** Input records **
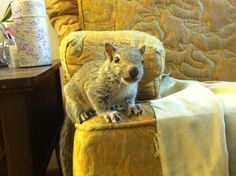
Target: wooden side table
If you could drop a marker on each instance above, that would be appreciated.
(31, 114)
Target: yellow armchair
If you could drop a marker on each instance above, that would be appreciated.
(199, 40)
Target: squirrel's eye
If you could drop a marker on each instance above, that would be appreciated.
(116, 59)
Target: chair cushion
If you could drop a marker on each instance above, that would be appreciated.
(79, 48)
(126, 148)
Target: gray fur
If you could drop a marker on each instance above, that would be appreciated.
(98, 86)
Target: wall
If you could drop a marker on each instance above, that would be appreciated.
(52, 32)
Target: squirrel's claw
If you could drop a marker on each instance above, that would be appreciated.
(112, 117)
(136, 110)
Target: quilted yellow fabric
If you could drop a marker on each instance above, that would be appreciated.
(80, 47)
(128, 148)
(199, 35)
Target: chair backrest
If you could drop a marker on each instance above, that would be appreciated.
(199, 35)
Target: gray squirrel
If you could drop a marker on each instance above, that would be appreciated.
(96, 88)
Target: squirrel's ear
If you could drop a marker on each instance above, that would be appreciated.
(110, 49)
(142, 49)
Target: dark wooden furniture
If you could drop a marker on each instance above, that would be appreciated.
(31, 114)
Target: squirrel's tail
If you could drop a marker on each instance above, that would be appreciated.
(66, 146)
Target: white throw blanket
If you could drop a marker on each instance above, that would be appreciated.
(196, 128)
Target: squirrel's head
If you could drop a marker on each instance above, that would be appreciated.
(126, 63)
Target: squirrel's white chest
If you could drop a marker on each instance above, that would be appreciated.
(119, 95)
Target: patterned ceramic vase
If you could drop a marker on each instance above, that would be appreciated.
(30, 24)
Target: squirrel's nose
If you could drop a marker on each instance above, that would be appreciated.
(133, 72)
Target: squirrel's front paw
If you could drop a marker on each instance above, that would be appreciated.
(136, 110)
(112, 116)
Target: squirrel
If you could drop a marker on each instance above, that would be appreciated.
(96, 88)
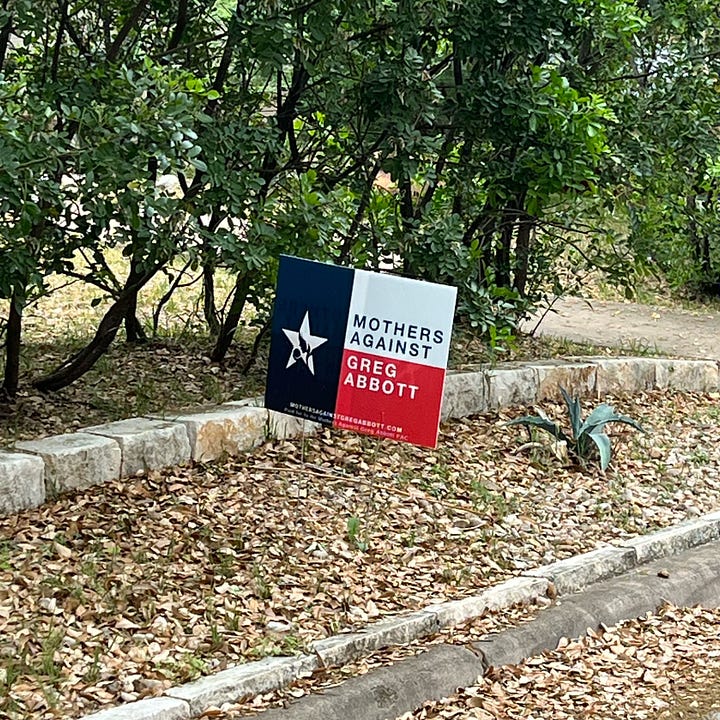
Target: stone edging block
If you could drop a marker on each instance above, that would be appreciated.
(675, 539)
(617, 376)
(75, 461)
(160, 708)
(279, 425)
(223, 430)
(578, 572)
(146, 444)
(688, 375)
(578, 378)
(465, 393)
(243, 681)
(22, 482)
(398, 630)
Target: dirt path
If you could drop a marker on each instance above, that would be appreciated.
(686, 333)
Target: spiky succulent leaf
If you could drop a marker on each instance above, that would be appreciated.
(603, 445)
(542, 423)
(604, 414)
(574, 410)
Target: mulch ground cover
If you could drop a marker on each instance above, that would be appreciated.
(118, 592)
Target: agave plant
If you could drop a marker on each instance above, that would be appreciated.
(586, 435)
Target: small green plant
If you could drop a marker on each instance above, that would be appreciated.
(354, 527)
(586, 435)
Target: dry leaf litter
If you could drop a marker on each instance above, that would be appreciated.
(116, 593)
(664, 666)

...

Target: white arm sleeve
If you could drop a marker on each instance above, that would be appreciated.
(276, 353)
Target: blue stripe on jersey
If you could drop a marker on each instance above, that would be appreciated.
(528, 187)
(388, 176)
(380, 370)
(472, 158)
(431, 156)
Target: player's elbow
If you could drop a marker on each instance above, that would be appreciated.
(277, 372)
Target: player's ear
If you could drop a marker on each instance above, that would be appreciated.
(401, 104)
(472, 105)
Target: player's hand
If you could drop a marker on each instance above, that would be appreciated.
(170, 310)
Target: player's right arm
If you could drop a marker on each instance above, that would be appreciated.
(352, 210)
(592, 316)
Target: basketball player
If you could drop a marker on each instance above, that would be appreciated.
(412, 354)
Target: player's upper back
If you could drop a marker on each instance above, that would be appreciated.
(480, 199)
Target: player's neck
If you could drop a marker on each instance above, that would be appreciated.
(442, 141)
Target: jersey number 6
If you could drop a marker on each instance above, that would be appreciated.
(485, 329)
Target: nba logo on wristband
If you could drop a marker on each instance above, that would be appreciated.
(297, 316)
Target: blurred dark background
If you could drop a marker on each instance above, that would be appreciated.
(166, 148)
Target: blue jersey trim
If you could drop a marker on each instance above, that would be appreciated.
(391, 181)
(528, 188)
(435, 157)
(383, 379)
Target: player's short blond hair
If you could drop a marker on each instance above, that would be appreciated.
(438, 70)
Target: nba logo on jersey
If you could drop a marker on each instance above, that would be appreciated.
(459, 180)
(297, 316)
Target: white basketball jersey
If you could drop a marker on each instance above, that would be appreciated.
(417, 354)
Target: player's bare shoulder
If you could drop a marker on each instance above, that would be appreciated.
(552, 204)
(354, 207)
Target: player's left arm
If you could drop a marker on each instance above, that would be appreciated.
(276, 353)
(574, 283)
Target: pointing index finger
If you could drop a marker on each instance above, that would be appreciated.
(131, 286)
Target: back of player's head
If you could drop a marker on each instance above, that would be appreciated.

** What to do **
Only the lines above from the one with "Target: wooden side table" up to and including the one with "Target: chair cushion" should be repeated, exactly as written.

** Result for this task **
Target: wooden side table
If you could drop a marker on each instance above, that would be appreciated.
(31, 114)
Target: yellow armchair
If you could drop a marker on each instance above, that would be appreciated.
(199, 40)
Target: squirrel's eye
If you could drop a marker on each instance above, that would be appreciated.
(116, 59)
Target: chair cushion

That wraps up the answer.